Record excerpts:
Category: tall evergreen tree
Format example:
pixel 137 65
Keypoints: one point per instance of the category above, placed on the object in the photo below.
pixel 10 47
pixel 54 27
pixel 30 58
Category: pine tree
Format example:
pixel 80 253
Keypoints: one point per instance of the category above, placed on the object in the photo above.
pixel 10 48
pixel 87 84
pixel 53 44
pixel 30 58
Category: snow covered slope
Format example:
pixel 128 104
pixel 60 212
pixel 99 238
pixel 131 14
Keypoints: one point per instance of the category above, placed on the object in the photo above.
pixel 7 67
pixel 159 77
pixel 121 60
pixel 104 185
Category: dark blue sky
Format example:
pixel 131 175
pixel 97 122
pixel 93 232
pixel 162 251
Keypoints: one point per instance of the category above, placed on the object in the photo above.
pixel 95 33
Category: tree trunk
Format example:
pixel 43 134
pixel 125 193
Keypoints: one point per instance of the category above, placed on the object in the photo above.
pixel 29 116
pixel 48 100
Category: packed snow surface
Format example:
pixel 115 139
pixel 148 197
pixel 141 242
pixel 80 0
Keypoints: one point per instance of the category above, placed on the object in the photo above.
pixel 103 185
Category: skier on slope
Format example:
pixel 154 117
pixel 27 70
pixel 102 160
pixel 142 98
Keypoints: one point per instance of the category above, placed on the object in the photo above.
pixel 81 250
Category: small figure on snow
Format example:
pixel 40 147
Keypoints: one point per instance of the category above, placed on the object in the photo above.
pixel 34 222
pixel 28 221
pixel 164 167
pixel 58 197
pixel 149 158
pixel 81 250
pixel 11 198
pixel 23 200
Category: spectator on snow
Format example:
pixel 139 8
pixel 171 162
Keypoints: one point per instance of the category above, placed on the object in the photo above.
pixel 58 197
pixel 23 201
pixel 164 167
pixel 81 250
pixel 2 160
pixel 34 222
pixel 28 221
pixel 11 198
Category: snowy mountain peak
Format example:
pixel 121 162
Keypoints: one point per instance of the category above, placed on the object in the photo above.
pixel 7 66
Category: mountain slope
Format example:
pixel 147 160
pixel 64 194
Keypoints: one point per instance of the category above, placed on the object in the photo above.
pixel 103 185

Task to carry out: Reproduce every row above word for word, from the first line to the last.

Full output:
Category: tall evergreen tree
Format example:
pixel 137 65
Keypoints: one point per instance of the category above, placed on the object in the photo below.
pixel 10 47
pixel 54 27
pixel 30 58
Category: pine tree
Format example:
pixel 80 253
Keypoints: one point per instance of the category above, placed on the object in the photo above.
pixel 10 48
pixel 87 84
pixel 53 44
pixel 30 58
Category: snow covered slope
Format example:
pixel 128 104
pixel 60 212
pixel 99 238
pixel 131 14
Keypoints: one point per instance of the category above, placed on the object in the photo above.
pixel 7 67
pixel 159 77
pixel 121 60
pixel 104 185
Category: dark blue sky
Format example:
pixel 131 175
pixel 97 122
pixel 93 232
pixel 162 251
Keypoints: one point per instance of the category above, placed on the object in the photo above.
pixel 95 33
Category: tree trunk
Format example:
pixel 43 134
pixel 125 193
Keypoints: one point per instance of the category above, placed on the object in the photo above.
pixel 29 116
pixel 48 100
Category: packed snow surface
Format example:
pixel 115 139
pixel 148 197
pixel 141 242
pixel 80 0
Keypoints: one point per instance of the category above, placed on the object in the photo above.
pixel 103 185
Category: skier on slope
Format example:
pixel 154 117
pixel 27 70
pixel 102 160
pixel 142 98
Keypoints: one point per instance of the category above, placed on the object in the photo above.
pixel 81 250
Category: small figure on snow
Format example:
pixel 40 147
Keypoints: one point per instance of the category above, placed on the object in the photo above.
pixel 34 222
pixel 28 221
pixel 164 167
pixel 58 197
pixel 149 158
pixel 81 250
pixel 11 198
pixel 23 200
Category: spectator on snow
Format example:
pixel 139 8
pixel 171 162
Keypoints: one point per instance of the category above, placed on the object in the photo above.
pixel 58 197
pixel 23 201
pixel 164 167
pixel 81 250
pixel 2 160
pixel 34 222
pixel 28 221
pixel 11 198
Category: snowy mountain peak
Format example:
pixel 121 162
Keypoints: one point per instance of the category above, placed on the object in the photo above.
pixel 7 66
Category: mountain slope
Format example:
pixel 147 160
pixel 64 194
Keypoints: one point per instance of the category above, placed on the object in the photo above.
pixel 103 185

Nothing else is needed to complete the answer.